**EXCERTO DO DOCUMENTO:**
A Rússia e o Terceiro Mundo

 

Em 1987, Mikhail Gorbachev apresentou uma visão para uma "Casa Comum Europeia": uma doutrina de contenção para substituir uma doutrina de dissuasão, como ele mais tarde a caraterizou, o que tornaria impossível um conflito armado na Europa. Apenas três anos mais tarde, a promessa de uma nova ordem de segurança fundada nas propostas de Gorbachev começou a tomar forma. Pode ter parecido, durante algum tempo, ao nosso alcance. A Carta de Paris para uma Nova Europa, adotada pelos países da Conferência sobre Segurança e Cooperação na Europa (CSCE) em Novembro de 1990, continha as sementes de uma arquitetura de segurança partilhada assente nos princípios de "respeito e cooperação" estabelecidos na Carta das Nações Unidas. Este novo modelo de segurança mútua teria incluído os países da ex-União Soviética, entre os quais a Rússia (23).

**SECÇÃO DE DADOS:**

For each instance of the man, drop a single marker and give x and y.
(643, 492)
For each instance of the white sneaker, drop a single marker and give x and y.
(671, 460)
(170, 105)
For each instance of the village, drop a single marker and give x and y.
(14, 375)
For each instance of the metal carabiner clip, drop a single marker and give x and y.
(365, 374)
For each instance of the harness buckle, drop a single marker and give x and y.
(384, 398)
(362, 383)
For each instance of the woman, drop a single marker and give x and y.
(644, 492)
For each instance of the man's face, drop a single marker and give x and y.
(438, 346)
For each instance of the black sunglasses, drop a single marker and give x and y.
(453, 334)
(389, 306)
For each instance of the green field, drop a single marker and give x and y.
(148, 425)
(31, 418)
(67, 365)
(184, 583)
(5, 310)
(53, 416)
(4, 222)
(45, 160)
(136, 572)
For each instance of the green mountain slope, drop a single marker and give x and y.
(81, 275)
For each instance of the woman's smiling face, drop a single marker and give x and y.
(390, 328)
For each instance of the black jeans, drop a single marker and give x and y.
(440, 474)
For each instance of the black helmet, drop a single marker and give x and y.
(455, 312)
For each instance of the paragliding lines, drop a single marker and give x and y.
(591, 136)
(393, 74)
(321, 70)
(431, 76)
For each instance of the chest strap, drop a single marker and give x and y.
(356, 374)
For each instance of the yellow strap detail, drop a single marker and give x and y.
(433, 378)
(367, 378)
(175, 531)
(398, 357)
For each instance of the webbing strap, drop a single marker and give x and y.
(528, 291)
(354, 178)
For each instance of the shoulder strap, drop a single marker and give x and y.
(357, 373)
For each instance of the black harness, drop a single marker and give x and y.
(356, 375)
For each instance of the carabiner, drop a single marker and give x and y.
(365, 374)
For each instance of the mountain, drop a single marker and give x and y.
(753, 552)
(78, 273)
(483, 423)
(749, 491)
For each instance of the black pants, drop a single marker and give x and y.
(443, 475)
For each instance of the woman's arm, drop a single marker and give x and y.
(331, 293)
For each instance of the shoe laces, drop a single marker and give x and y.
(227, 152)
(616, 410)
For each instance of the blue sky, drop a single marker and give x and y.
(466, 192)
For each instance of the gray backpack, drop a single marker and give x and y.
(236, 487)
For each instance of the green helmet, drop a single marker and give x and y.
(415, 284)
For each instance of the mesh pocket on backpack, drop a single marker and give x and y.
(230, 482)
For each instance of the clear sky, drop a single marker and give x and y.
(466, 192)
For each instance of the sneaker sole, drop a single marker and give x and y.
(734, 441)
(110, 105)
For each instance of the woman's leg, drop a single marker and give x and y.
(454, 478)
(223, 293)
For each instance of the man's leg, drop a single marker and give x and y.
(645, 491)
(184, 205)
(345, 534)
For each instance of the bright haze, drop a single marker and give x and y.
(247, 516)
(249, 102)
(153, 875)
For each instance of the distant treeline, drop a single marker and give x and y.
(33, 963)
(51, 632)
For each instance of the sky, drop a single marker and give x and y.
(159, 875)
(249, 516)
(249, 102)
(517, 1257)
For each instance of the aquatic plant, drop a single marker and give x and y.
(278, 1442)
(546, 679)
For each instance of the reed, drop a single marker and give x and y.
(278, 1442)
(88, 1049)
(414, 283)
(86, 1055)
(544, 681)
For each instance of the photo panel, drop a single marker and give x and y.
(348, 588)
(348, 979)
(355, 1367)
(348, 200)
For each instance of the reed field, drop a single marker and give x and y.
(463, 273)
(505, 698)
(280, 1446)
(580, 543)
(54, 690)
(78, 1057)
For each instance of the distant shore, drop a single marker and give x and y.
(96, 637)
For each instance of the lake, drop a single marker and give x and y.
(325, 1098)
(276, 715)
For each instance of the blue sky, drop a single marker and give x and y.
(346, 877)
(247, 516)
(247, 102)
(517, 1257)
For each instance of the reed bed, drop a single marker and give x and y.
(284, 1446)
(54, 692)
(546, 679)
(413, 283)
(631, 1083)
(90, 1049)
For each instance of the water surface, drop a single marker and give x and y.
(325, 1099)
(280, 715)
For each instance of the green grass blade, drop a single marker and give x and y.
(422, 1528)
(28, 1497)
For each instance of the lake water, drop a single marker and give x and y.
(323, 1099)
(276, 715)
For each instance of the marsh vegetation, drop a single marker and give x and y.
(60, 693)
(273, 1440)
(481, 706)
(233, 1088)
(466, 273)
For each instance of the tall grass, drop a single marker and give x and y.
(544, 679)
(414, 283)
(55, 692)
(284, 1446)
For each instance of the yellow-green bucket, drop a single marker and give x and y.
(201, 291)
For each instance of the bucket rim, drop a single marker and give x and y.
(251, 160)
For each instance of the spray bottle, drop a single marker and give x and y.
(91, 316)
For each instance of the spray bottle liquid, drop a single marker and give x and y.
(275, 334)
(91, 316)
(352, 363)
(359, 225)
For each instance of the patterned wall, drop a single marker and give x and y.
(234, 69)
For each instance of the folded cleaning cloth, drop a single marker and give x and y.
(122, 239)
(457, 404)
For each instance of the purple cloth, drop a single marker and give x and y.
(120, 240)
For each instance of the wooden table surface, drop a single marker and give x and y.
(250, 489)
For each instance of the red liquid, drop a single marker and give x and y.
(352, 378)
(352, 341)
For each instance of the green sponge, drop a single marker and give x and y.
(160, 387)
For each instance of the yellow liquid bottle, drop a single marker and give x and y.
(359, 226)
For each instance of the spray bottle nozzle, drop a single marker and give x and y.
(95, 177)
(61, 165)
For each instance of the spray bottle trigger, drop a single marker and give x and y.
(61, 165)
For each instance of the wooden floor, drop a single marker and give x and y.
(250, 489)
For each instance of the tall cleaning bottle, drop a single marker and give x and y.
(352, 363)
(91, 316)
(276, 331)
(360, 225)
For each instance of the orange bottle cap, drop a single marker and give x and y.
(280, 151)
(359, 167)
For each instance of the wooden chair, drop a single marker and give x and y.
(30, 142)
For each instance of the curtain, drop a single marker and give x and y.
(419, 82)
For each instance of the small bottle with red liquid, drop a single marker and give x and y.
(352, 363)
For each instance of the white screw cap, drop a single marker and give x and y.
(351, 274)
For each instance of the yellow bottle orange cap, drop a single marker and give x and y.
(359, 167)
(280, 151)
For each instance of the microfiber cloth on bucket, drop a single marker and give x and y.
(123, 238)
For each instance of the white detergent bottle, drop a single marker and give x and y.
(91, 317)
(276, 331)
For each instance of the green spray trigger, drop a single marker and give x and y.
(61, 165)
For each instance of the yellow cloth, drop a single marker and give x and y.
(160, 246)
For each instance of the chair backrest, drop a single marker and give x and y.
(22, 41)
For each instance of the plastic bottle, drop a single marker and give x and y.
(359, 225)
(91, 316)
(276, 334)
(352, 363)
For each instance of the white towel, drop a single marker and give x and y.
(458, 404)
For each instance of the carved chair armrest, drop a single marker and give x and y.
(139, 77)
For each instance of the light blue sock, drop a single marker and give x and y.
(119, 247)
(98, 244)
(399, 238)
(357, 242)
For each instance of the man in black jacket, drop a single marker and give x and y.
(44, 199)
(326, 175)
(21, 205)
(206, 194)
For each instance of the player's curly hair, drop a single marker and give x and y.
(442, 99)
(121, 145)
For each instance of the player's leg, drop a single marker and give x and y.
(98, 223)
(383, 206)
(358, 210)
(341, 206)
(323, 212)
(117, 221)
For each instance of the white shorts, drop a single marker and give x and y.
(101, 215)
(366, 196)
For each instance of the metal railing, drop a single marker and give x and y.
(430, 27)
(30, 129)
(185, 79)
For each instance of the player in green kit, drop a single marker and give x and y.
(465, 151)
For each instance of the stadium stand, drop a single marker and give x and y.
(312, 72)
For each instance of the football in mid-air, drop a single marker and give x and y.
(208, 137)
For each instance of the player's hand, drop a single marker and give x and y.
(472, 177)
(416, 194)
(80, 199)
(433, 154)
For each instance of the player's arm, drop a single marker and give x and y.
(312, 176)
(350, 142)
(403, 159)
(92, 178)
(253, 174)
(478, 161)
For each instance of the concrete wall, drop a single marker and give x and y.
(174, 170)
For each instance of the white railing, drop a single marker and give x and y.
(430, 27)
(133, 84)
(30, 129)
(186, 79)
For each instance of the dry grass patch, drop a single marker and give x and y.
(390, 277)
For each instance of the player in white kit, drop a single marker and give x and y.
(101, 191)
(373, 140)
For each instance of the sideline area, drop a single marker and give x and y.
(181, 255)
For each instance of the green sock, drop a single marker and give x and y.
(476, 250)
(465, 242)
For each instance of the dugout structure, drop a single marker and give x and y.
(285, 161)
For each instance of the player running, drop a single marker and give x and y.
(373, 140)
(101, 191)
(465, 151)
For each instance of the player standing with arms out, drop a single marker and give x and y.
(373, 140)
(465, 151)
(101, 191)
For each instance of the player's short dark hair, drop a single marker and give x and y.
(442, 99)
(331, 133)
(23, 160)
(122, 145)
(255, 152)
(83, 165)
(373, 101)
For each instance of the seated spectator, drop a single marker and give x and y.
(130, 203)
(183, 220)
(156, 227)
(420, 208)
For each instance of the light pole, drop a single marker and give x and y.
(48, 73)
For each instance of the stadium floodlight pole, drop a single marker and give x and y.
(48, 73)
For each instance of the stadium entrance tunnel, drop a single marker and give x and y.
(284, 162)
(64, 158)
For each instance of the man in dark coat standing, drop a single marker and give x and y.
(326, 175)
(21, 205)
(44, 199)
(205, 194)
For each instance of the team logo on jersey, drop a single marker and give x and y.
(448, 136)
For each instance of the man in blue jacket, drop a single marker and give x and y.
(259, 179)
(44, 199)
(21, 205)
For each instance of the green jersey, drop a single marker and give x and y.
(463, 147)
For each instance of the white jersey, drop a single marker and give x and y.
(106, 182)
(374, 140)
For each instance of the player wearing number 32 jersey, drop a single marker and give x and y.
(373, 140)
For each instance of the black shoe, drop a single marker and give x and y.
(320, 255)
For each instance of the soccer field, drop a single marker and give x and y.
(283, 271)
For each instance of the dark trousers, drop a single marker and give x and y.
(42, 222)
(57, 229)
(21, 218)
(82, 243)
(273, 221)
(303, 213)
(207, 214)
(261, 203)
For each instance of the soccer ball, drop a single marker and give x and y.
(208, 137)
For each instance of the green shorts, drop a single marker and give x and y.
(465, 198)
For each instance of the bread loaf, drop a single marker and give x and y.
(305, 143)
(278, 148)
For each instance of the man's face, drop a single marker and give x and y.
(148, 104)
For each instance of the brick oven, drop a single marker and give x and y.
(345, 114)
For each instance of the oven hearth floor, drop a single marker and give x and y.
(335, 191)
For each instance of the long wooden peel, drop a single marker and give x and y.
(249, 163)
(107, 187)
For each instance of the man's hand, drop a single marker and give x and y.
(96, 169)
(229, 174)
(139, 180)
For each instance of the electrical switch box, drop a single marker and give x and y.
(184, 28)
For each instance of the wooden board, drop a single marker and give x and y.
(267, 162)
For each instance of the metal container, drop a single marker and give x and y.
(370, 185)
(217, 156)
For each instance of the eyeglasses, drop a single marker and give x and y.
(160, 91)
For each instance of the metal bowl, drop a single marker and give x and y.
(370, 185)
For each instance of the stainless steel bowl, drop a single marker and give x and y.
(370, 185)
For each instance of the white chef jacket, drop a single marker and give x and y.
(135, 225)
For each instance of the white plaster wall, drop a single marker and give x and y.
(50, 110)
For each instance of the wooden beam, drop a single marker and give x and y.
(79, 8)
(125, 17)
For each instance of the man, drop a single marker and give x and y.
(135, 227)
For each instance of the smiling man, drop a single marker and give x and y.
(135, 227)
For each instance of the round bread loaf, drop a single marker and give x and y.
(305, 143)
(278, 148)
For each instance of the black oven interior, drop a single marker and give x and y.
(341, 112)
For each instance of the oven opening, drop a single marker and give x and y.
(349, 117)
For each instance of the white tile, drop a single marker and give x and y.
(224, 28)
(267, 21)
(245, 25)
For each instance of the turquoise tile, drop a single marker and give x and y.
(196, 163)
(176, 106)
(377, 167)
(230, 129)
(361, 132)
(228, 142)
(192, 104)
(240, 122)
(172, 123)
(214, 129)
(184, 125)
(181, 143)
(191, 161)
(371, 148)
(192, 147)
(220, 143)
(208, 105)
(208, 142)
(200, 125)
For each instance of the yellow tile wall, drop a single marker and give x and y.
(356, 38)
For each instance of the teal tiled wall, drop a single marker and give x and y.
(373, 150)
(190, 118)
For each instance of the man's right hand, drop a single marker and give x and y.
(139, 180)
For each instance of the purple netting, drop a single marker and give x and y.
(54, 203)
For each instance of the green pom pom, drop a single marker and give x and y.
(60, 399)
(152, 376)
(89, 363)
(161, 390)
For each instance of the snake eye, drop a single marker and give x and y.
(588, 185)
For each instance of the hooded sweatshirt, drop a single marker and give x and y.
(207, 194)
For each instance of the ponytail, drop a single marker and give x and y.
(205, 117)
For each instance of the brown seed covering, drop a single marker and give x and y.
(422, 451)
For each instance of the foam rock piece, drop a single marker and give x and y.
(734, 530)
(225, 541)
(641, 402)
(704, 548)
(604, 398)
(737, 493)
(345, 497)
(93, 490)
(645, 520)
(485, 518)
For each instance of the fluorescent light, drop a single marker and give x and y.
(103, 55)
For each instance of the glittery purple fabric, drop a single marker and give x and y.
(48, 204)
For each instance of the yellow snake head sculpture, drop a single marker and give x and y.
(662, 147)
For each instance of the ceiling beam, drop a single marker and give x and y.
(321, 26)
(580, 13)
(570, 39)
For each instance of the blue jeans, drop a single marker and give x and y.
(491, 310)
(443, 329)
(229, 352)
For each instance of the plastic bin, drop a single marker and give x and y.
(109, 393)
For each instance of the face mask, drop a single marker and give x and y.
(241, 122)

**ENUNCIADO:**
Dê seguimento ao excerto sobre a "Casa Comum Europeia" proposta por Gorbachev, começando logo após a frase que o encerra.

**RESOLUÇÃO:**
Publicamente, os membros da NATO apoiaram o processo e reafirmaram os compromissos assumidos por James Baker a Gorbachev em 1990 de que a NATO "não se expandiria um centímetro" para leste. O Der Spiegel da Alemanha descobriu recentemente os registos britânicos de 1991, nos quais funcionários norte-americanos, britânicos, franceses e alemães eram inequívocos: "Não podíamos... oferecer a adesão à NATO à Polónia e aos outros" (24). Mas, em privado, o governo dos E.U.A. estava ocupado a conspirar a sua era de hegemonia. "Nós prevalecemos, eles não", disse George H. W. Bush a Helmut Kohl em fevereiro de 1990, no mesmo mês em que os Estados Unidos da América deram luz verde ao processo da CSCE. "Não podemos deixar os soviéticos arrancarem uma vitória das mandíbulas da derrota". Nenhuma organização iria "substituir a NATO como garante da segurança e estabilidade ocidentais", disse Bush ao Presidente francês François Mitterrand, em abril desse ano, referindo-se, sem dúvida, a propostas que estavam estão a tomar forma na Europa. Ondas sucessivas de expansão da NATO corroeram gradualmente a ideia de que uma arquitetura de segurança comum - fora da esfera de domínio dos Estados Unidos da América - poderia emergir no continente europeu (25).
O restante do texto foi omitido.